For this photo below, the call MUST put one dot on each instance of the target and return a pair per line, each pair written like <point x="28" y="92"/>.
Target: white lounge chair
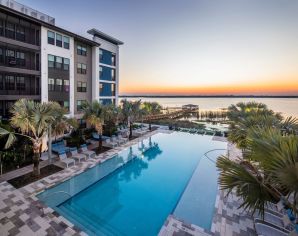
<point x="76" y="155"/>
<point x="63" y="158"/>
<point x="109" y="143"/>
<point x="86" y="152"/>
<point x="139" y="132"/>
<point x="267" y="229"/>
<point x="120" y="137"/>
<point x="114" y="139"/>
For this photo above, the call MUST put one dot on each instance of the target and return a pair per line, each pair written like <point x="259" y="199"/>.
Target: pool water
<point x="139" y="193"/>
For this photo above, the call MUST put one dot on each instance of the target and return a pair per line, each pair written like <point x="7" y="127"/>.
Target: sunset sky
<point x="203" y="47"/>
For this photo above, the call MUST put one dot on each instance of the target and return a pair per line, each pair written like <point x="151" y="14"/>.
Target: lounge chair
<point x="59" y="147"/>
<point x="86" y="152"/>
<point x="139" y="132"/>
<point x="267" y="229"/>
<point x="76" y="155"/>
<point x="120" y="137"/>
<point x="275" y="219"/>
<point x="95" y="136"/>
<point x="109" y="143"/>
<point x="63" y="158"/>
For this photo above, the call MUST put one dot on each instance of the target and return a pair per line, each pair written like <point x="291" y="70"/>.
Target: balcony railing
<point x="28" y="11"/>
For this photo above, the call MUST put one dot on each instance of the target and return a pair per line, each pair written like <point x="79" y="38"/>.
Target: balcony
<point x="28" y="11"/>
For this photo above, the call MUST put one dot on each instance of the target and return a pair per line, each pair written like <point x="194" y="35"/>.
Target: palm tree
<point x="61" y="122"/>
<point x="111" y="117"/>
<point x="32" y="119"/>
<point x="151" y="109"/>
<point x="244" y="116"/>
<point x="94" y="116"/>
<point x="130" y="112"/>
<point x="267" y="175"/>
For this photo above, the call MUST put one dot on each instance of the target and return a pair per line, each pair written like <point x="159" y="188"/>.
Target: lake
<point x="287" y="106"/>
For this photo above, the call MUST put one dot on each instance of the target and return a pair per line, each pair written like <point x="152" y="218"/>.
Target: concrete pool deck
<point x="21" y="213"/>
<point x="228" y="220"/>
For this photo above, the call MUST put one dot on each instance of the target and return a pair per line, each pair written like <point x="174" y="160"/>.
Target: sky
<point x="193" y="47"/>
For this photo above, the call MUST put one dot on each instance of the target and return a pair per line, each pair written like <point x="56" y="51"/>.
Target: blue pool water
<point x="137" y="197"/>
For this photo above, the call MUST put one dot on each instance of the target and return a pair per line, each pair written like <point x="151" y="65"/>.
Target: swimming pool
<point x="137" y="197"/>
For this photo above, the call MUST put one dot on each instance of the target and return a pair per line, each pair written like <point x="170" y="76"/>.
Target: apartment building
<point x="43" y="62"/>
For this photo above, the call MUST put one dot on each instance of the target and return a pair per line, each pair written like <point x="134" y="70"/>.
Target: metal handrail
<point x="50" y="194"/>
<point x="216" y="149"/>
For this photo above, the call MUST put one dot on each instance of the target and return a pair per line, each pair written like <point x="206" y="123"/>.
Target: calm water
<point x="137" y="198"/>
<point x="288" y="106"/>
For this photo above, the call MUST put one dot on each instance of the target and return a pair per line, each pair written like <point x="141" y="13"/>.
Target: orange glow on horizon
<point x="274" y="87"/>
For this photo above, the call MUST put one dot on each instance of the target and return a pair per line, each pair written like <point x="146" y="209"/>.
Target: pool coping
<point x="228" y="218"/>
<point x="22" y="213"/>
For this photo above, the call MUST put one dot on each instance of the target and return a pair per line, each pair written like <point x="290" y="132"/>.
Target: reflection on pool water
<point x="134" y="196"/>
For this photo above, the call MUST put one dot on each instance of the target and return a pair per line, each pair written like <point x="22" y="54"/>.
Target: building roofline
<point x="104" y="36"/>
<point x="50" y="26"/>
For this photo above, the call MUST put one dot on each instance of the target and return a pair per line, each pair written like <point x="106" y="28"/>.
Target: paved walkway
<point x="21" y="213"/>
<point x="228" y="219"/>
<point x="19" y="172"/>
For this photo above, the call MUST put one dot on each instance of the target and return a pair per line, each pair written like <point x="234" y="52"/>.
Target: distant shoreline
<point x="205" y="96"/>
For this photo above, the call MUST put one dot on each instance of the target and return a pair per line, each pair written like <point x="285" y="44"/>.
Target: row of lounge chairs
<point x="60" y="147"/>
<point x="201" y="131"/>
<point x="75" y="155"/>
<point x="275" y="222"/>
<point x="111" y="142"/>
<point x="140" y="131"/>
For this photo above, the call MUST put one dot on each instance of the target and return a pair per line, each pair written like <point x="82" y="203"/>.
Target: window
<point x="66" y="64"/>
<point x="59" y="40"/>
<point x="51" y="61"/>
<point x="113" y="59"/>
<point x="81" y="50"/>
<point x="66" y="105"/>
<point x="51" y="84"/>
<point x="80" y="104"/>
<point x="20" y="33"/>
<point x="100" y="54"/>
<point x="20" y="56"/>
<point x="9" y="82"/>
<point x="51" y="37"/>
<point x="66" y="42"/>
<point x="82" y="68"/>
<point x="10" y="53"/>
<point x="58" y="85"/>
<point x="113" y="74"/>
<point x="1" y="82"/>
<point x="1" y="27"/>
<point x="21" y="83"/>
<point x="82" y="86"/>
<point x="79" y="68"/>
<point x="10" y="30"/>
<point x="1" y="55"/>
<point x="58" y="64"/>
<point x="100" y="72"/>
<point x="66" y="85"/>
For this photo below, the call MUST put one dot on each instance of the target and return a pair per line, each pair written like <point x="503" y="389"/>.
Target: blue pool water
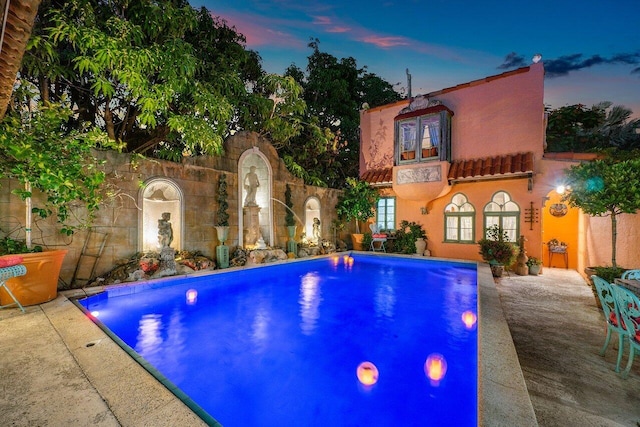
<point x="280" y="345"/>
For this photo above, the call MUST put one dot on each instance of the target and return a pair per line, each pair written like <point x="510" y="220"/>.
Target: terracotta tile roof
<point x="488" y="167"/>
<point x="480" y="81"/>
<point x="378" y="176"/>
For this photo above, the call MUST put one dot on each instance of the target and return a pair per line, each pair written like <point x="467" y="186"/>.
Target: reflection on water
<point x="309" y="301"/>
<point x="260" y="328"/>
<point x="163" y="345"/>
<point x="385" y="298"/>
<point x="149" y="336"/>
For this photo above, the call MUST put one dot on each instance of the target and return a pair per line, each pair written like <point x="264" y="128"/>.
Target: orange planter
<point x="40" y="284"/>
<point x="357" y="240"/>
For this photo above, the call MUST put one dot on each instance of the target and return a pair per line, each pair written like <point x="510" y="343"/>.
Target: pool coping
<point x="503" y="396"/>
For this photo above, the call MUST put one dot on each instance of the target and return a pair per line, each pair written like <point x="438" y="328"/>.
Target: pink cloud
<point x="338" y="30"/>
<point x="322" y="20"/>
<point x="262" y="31"/>
<point x="385" y="41"/>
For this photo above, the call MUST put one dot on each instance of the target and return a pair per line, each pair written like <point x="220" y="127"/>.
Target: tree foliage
<point x="168" y="80"/>
<point x="334" y="91"/>
<point x="605" y="188"/>
<point x="601" y="127"/>
<point x="41" y="151"/>
<point x="357" y="202"/>
<point x="162" y="77"/>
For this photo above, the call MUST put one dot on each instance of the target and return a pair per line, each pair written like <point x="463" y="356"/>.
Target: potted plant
<point x="497" y="250"/>
<point x="60" y="178"/>
<point x="408" y="237"/>
<point x="357" y="202"/>
<point x="535" y="265"/>
<point x="290" y="222"/>
<point x="222" y="223"/>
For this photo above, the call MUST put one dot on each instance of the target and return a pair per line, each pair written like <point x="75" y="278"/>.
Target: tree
<point x="601" y="127"/>
<point x="334" y="91"/>
<point x="605" y="188"/>
<point x="41" y="152"/>
<point x="357" y="202"/>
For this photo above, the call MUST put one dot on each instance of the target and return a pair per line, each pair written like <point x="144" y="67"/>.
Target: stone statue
<point x="316" y="230"/>
<point x="165" y="230"/>
<point x="251" y="184"/>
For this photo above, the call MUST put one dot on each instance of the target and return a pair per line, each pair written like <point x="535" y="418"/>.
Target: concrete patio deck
<point x="556" y="327"/>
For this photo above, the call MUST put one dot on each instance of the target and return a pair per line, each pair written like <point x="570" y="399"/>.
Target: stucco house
<point x="461" y="159"/>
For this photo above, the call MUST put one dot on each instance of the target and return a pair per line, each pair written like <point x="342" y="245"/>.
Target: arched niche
<point x="255" y="214"/>
<point x="159" y="195"/>
<point x="311" y="212"/>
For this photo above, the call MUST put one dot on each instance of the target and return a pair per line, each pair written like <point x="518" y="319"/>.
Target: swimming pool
<point x="278" y="343"/>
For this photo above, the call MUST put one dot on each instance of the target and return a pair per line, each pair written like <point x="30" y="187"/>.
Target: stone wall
<point x="197" y="178"/>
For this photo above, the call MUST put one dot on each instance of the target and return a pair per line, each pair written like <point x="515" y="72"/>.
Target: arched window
<point x="459" y="220"/>
<point x="159" y="195"/>
<point x="503" y="212"/>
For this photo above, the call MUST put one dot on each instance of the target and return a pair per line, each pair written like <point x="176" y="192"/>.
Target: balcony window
<point x="423" y="135"/>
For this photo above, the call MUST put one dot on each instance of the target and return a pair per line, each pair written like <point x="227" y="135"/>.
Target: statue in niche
<point x="251" y="184"/>
<point x="165" y="230"/>
<point x="316" y="230"/>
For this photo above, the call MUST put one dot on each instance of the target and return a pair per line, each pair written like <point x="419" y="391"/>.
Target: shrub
<point x="496" y="248"/>
<point x="406" y="236"/>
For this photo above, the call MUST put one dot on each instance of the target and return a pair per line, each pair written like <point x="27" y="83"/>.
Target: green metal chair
<point x="612" y="316"/>
<point x="631" y="275"/>
<point x="629" y="305"/>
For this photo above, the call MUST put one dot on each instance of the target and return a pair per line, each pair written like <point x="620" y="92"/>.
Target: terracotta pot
<point x="497" y="270"/>
<point x="40" y="284"/>
<point x="357" y="240"/>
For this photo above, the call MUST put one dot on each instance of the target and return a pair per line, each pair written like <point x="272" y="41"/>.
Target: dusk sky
<point x="590" y="48"/>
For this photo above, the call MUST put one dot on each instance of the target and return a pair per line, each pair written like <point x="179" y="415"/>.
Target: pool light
<point x="469" y="319"/>
<point x="435" y="368"/>
<point x="367" y="373"/>
<point x="192" y="296"/>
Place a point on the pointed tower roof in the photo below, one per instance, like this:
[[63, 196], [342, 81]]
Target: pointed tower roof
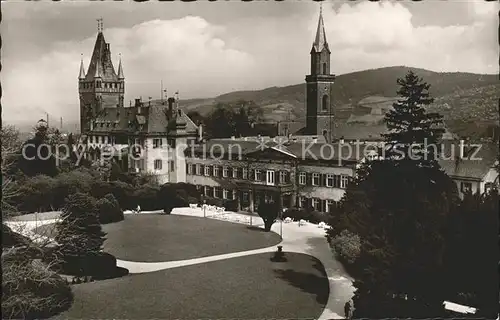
[[100, 64], [120, 69], [81, 76], [320, 40]]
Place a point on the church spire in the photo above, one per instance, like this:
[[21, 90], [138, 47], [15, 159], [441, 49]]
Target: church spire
[[320, 40], [81, 76], [120, 69]]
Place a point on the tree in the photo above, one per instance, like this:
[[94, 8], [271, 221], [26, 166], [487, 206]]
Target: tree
[[269, 212], [413, 133], [79, 232], [398, 206]]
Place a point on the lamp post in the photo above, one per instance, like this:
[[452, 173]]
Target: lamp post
[[281, 223], [204, 208]]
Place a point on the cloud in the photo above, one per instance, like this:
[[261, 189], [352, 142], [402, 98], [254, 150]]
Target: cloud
[[202, 59], [377, 34], [189, 54]]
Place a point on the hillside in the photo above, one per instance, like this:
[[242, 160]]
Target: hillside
[[469, 102]]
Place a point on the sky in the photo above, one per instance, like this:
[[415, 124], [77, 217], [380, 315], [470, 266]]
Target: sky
[[204, 49]]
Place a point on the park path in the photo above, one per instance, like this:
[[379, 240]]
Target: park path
[[308, 239]]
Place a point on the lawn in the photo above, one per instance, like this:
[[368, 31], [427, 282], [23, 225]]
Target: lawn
[[250, 287], [155, 238]]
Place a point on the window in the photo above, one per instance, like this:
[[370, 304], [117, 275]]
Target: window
[[329, 180], [465, 187], [283, 177], [301, 202], [270, 177], [157, 164], [157, 143], [324, 103], [218, 192], [325, 134], [315, 181], [302, 178], [315, 204], [336, 181], [343, 181], [257, 175]]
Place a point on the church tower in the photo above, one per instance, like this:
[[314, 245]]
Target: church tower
[[101, 87], [320, 112]]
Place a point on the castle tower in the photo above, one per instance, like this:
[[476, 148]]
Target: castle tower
[[101, 87], [320, 112]]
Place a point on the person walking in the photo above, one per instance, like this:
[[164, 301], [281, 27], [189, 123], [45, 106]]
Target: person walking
[[347, 310]]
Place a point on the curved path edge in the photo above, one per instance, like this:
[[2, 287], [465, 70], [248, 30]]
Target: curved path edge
[[295, 239]]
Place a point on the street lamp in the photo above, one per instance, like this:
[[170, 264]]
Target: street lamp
[[281, 223], [204, 208]]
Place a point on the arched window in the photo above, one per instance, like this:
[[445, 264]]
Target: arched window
[[324, 103]]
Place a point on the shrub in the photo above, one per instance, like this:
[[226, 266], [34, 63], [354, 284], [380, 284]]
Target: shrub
[[123, 193], [296, 214], [231, 205], [79, 232], [215, 202], [346, 246], [317, 217], [109, 210], [99, 189], [176, 195], [35, 194], [69, 183], [147, 197], [31, 291]]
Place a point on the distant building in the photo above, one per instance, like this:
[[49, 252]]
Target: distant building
[[319, 110], [152, 131], [471, 166]]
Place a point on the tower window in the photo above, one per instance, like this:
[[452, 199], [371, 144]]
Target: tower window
[[324, 103]]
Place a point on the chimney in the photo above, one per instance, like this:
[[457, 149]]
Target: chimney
[[170, 103], [200, 132], [461, 146]]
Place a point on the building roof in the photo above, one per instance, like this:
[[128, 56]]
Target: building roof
[[120, 70], [81, 76], [477, 160], [100, 64], [320, 41], [150, 119], [304, 150]]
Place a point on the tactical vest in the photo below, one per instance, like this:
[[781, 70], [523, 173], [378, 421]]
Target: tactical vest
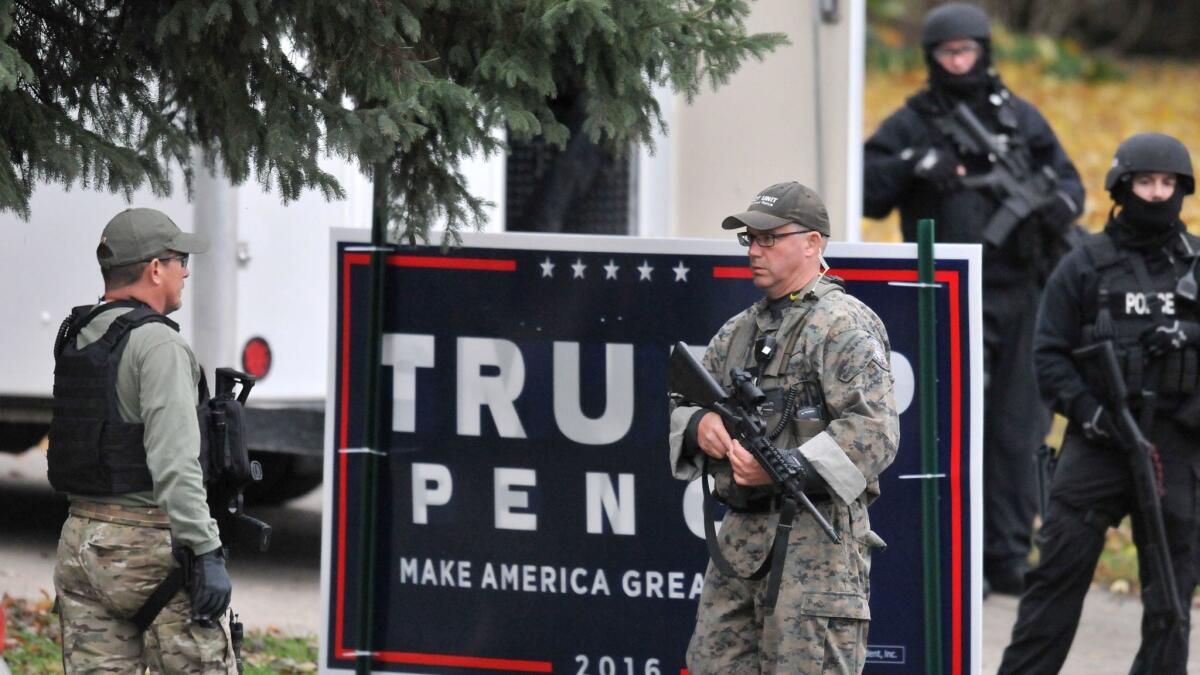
[[795, 410], [1131, 298], [91, 449]]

# # # #

[ABOUT THIS TASK] Reproduce exactly the stretch of the material above that starts at the line with "Target: lawn" and ends at the line with "[[226, 266], [34, 63], [354, 284], [380, 284]]", both included, and nothing else.

[RESPONSE AREA]
Target: lawn
[[250, 287], [155, 238]]
Place a point on the window in the photo above, one per instance, like this:
[[370, 304], [117, 275]]
Target: window
[[329, 180], [465, 187], [283, 177], [301, 202], [270, 177], [157, 164], [157, 143], [324, 103], [218, 192], [325, 134], [315, 181], [302, 178], [315, 204], [336, 181], [343, 181], [257, 175]]
Place a point on the church tower in the photo above, one per instance, like this:
[[314, 245]]
Target: church tower
[[101, 87], [320, 112]]
Place a point on the castle tower in the photo above, one per instance, like this:
[[476, 148]]
Target: castle tower
[[101, 87], [320, 112]]
Place a point on the person walking in the photo above, one per instance, like this:
[[164, 301], [281, 27], [189, 123], [45, 106]]
Target: person walking
[[347, 310]]
Place a point on the curved path edge in the photo above, one per instance, like this:
[[2, 287], [465, 70], [248, 30]]
Target: curved path edge
[[295, 239]]
Place a point on the street lamp in the photo above, one per instance, like this:
[[170, 264]]
Target: street lamp
[[281, 223], [204, 208]]
Place a point on the arched window in the photo above, one per instance, like this:
[[445, 264]]
Target: arched window
[[324, 103]]
Place a point on the shrub in the photo above, one per instance, like this:
[[226, 266], [34, 63], [354, 284], [380, 284]]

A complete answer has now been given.